[Saved entries]
• • •

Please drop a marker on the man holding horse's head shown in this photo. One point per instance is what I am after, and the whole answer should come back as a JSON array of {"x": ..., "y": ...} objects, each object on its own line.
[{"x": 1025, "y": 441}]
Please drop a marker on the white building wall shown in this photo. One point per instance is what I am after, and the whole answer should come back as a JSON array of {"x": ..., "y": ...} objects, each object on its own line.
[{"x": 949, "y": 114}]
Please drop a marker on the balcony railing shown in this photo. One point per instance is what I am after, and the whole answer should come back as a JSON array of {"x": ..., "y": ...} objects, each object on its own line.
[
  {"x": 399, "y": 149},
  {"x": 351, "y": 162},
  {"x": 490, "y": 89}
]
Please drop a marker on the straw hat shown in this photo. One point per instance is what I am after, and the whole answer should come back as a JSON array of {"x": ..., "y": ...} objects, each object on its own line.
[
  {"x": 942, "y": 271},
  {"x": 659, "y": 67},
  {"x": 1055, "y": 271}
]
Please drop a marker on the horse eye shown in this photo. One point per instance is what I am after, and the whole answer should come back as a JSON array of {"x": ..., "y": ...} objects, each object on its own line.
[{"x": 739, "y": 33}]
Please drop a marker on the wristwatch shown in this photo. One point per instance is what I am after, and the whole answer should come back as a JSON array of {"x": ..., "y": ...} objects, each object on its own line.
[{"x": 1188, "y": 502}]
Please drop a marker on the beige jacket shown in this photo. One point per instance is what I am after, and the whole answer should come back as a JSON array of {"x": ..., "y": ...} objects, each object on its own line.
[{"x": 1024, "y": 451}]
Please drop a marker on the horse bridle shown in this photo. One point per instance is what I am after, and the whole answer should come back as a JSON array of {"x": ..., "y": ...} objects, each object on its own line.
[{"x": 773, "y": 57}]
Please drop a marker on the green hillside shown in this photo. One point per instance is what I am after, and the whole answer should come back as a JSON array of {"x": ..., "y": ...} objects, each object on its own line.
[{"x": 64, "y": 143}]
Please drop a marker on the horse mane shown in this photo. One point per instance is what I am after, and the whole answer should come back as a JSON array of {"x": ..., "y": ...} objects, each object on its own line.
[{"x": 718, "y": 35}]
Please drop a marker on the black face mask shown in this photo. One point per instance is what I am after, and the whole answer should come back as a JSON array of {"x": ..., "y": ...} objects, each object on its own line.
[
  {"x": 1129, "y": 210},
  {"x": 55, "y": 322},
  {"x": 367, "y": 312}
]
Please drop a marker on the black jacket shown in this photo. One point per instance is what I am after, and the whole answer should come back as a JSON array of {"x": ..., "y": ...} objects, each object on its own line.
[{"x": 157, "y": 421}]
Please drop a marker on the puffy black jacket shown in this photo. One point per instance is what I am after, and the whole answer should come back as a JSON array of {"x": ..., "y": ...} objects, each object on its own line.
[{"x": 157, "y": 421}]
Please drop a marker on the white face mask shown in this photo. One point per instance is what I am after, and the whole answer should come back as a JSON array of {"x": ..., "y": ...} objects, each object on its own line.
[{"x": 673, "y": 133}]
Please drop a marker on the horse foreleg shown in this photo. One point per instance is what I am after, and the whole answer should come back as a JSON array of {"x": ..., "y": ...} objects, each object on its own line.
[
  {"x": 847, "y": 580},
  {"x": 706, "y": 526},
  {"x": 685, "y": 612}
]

• • •

BRIEF -> The full set of records must be output again exactly.

ANSWER TO THIS EXERCISE ->
Please drop a marker on the man holding horse's head shown in this photo. One point per instance is what I am after, and the whole answer should come back as a JSON array of {"x": ..., "y": ...} objects, each object on its own line.
[{"x": 1025, "y": 441}]
Please drop a marker on the white building wall shown in this photo. One point per instance is what I am after, and the whole answer should come back as a JSON array of {"x": ..., "y": ...} objects, each object on its own line.
[{"x": 949, "y": 114}]
Please drop a marker on the balcony railing shown in this photo. One point per instance is what I am after, and the whole answer should come back as a JSON array of {"x": ..., "y": ...} objects, each object on its own line.
[
  {"x": 399, "y": 149},
  {"x": 351, "y": 162},
  {"x": 490, "y": 89}
]
Please drop a marker on the straw hat shown in this photo. One point per instance is what I am after, and the whole answer should come back as a JSON array of {"x": ..., "y": ...} objects, each object on its own line.
[
  {"x": 942, "y": 271},
  {"x": 659, "y": 67},
  {"x": 1055, "y": 271}
]
Please drop a marker on the horse eye shown in this photo. One point per instance is what I am after, and the whole answer should come back as a JSON array of {"x": ..., "y": ...} objects, each object on its own line.
[{"x": 739, "y": 33}]
Please drop a marker on the wristwatch shown in this photo. One point per instance is what I am after, and the whole answer should come back as a JSON array of {"x": ..., "y": ...} objects, each object on its own line.
[{"x": 1188, "y": 502}]
Please drop a marker on the beige jacket shown in this photo. One point per instance is what I am after, and the whole answer should come back as a JSON array of {"x": ..., "y": ...} objects, each object on its own line.
[{"x": 1024, "y": 451}]
Please drop a marker on the horse bridle shown in this photo. One point per instance is what I am after, and the whole answer should come back as a JSON array of {"x": ..., "y": ...} objects, each object on its own line.
[{"x": 773, "y": 57}]
Please drop a marker on the green hillside shown in this photo. One point per instance is what I am after, and the whole answer should come back as a JSON array of {"x": ..., "y": ...} objects, each object on its own line.
[{"x": 64, "y": 143}]
Please drop a marker on the horse mane shown in this photo. One point per instance is what I am after, and the whole answer should come back as a JSON array of {"x": ..., "y": ...} objects, each object on its own line.
[{"x": 718, "y": 35}]
Please drop a marker on the black face mask shown in this photo. One point per instance is what I am after, and the whole answer should come back as a JSON array of {"x": ..., "y": ...} objects, each object on its own line.
[
  {"x": 1129, "y": 210},
  {"x": 55, "y": 322},
  {"x": 367, "y": 312}
]
Please drop a marker on the black jacket shown in this photo. One point per instance is what I am after, and the whole answer should come back as a JSON array of {"x": ..., "y": ...} objects, each object on its own line.
[{"x": 157, "y": 421}]
Please drop a marker on the puffy black jacket shown in this photo. One point per instance is what I am after, and the whole answer should come back as a JSON array of {"x": ..., "y": ...} objects, each object on its own line.
[{"x": 157, "y": 421}]
Please drop a marker on the white face mask shown in this photo. One point per instance is what I am after, and the whole answer should come back as a JSON array of {"x": ..., "y": ...} objects, each object on its own line.
[{"x": 673, "y": 133}]
Please drop a marker on the horse foreleg shown in this photo. One point per instance is what I am after, and the whole answer should come back as a JSON array of {"x": ..., "y": ...} objects, each object on its own line.
[
  {"x": 847, "y": 580},
  {"x": 706, "y": 526},
  {"x": 685, "y": 612}
]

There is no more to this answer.